(A block of data)

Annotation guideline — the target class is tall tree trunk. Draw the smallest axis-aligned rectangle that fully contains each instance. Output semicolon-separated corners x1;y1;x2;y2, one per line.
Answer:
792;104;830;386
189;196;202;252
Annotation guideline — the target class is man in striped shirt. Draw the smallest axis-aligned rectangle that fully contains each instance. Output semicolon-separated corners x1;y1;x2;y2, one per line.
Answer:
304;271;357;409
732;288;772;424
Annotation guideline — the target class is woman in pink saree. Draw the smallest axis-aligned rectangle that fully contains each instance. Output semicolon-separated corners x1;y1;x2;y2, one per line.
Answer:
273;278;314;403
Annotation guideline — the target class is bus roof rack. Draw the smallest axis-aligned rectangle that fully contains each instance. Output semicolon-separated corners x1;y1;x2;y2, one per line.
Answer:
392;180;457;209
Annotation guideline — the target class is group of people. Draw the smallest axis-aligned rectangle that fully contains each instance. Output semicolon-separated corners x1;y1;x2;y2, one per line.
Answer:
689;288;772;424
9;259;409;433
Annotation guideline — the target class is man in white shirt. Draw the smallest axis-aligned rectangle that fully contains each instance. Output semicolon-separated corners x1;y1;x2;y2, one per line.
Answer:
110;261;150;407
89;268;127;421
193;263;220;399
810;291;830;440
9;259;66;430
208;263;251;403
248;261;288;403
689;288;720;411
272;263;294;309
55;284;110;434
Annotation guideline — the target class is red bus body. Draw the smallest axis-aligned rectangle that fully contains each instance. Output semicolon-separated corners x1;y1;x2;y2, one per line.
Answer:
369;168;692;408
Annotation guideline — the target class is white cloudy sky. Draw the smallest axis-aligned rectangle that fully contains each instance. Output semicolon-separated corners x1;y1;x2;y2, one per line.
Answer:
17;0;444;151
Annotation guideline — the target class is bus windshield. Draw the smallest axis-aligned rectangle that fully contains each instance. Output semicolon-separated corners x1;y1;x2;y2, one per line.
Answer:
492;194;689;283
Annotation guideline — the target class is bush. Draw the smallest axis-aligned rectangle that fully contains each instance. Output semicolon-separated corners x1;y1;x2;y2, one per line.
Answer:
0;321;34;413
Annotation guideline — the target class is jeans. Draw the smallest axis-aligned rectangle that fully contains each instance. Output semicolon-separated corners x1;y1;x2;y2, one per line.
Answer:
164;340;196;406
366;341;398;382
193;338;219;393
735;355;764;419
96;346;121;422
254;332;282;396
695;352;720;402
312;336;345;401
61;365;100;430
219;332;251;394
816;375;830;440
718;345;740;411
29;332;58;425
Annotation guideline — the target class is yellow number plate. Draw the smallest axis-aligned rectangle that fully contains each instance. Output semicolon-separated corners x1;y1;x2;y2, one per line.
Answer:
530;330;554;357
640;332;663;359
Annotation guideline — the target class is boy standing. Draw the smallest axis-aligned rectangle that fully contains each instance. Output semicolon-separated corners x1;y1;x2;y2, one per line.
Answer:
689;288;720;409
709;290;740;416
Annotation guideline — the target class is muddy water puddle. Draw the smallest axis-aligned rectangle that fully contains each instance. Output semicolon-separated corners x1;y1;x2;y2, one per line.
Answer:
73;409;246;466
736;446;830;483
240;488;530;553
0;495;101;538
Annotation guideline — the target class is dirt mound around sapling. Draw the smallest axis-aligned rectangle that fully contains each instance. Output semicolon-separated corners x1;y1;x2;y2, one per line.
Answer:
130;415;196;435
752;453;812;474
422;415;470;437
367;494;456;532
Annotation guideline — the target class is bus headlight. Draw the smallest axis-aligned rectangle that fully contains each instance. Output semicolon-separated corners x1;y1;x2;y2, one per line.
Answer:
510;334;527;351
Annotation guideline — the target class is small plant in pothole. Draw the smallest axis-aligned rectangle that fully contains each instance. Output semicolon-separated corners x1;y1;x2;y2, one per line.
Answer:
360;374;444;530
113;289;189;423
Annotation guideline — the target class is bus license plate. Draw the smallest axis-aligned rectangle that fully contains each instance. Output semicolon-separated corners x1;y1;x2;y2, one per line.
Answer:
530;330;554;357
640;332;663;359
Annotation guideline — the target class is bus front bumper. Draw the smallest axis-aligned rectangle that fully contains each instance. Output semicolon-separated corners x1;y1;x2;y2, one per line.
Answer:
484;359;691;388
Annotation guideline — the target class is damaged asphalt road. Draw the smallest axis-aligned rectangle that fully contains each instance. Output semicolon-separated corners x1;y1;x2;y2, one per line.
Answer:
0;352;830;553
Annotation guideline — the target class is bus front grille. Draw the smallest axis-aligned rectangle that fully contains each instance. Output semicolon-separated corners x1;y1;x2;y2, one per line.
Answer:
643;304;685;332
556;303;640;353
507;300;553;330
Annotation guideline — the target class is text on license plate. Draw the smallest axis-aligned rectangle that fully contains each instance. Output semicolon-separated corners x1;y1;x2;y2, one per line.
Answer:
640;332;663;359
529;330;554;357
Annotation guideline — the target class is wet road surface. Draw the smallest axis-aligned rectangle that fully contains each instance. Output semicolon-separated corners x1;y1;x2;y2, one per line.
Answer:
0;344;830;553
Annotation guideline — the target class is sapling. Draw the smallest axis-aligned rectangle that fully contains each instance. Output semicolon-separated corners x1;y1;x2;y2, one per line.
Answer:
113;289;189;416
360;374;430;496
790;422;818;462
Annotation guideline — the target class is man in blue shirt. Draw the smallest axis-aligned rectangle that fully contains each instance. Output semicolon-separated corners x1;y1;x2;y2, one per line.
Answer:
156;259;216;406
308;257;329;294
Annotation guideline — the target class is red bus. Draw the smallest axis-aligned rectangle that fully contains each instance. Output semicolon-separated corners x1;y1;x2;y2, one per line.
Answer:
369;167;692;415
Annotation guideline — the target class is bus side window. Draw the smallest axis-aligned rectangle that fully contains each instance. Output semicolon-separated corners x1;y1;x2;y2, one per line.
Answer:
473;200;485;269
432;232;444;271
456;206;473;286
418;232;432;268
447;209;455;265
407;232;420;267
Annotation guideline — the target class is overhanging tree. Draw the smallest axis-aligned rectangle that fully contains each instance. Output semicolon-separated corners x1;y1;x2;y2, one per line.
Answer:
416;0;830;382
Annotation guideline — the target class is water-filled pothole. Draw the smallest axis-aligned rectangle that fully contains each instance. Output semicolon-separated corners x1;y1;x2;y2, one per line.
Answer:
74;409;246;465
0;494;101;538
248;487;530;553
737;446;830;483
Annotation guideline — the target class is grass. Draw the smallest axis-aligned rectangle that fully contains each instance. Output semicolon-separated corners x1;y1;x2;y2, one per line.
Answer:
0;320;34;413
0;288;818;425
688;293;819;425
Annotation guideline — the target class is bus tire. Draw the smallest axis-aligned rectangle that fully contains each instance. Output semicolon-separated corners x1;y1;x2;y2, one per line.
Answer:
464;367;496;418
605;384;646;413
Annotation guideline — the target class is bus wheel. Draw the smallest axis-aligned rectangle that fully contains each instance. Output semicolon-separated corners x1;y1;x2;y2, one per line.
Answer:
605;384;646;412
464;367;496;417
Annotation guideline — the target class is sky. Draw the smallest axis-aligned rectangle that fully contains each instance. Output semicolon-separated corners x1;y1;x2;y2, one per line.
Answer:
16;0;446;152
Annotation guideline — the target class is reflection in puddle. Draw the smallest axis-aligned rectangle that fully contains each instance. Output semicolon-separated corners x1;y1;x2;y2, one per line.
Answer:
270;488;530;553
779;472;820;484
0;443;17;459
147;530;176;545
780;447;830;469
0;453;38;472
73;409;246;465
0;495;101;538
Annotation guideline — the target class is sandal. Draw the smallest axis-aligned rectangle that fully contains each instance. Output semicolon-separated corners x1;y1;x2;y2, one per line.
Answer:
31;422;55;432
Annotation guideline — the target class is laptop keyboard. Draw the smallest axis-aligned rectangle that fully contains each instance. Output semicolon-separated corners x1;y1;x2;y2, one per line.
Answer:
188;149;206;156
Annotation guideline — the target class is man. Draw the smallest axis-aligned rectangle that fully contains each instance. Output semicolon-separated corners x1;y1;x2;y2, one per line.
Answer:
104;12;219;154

• _REQUEST_: Convert the lines starting at the one containing "Annotation guideline — the target class is man in blue" and ending at the one containing "369;167;692;415" into a JSON list of strings, with one string per line and blank lines omitted.

• _CORRECT RESULT_:
[
  "Annotation guideline — the target class is man in blue shirt. Draw the smallest axis-aligned rectangle that fully contains each instance. Output semicolon-separated corners x1;y1;x2;y2, one per line.",
  "Answer:",
  "156;259;216;406",
  "308;257;329;294",
  "Annotation guideline — the target class is red bus. Draw the smallest axis-aligned rectangle that fully contains each instance. Output semicolon-separated corners x1;y1;x2;y2, one per line.",
  "Answer:",
  "369;167;692;415"
]